▶ **Exercise instructions**
If a line in the data below contains the word "blue", copy it out.

▶ **Records to process**
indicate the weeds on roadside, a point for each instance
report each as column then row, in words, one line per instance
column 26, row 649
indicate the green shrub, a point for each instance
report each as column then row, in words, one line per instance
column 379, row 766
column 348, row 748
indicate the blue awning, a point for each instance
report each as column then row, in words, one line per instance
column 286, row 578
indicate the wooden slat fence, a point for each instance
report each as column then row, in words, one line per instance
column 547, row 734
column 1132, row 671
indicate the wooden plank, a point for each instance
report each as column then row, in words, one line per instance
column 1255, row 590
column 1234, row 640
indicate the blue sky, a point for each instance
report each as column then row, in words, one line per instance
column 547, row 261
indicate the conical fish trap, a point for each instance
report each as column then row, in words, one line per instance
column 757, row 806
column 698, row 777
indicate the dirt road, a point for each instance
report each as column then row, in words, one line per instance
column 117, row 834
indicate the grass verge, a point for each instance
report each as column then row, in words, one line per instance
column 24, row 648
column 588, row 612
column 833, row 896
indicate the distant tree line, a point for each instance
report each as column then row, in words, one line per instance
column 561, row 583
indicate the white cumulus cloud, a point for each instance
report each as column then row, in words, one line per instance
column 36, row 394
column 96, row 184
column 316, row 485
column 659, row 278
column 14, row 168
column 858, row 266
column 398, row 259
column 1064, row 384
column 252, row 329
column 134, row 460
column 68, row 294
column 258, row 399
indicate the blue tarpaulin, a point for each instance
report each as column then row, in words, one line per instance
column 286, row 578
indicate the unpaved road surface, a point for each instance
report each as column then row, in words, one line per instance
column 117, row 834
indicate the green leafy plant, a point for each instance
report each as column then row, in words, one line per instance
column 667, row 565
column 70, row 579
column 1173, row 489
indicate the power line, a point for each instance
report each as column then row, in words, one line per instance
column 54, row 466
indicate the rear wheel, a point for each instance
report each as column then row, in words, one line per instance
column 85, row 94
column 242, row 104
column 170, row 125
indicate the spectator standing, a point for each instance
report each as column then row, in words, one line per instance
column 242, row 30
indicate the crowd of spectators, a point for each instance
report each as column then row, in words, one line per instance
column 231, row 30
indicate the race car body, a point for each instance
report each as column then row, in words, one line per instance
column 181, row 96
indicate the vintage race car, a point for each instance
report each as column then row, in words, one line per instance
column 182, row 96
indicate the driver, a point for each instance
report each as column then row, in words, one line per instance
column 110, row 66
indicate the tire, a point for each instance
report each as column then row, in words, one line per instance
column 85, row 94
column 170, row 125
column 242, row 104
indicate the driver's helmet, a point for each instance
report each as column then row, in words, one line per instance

▶ **Answer box**
indicate the blue awning, a point for each instance
indicate the blue sky, a point for each instance
indicate the blue tarpaulin, a point for each instance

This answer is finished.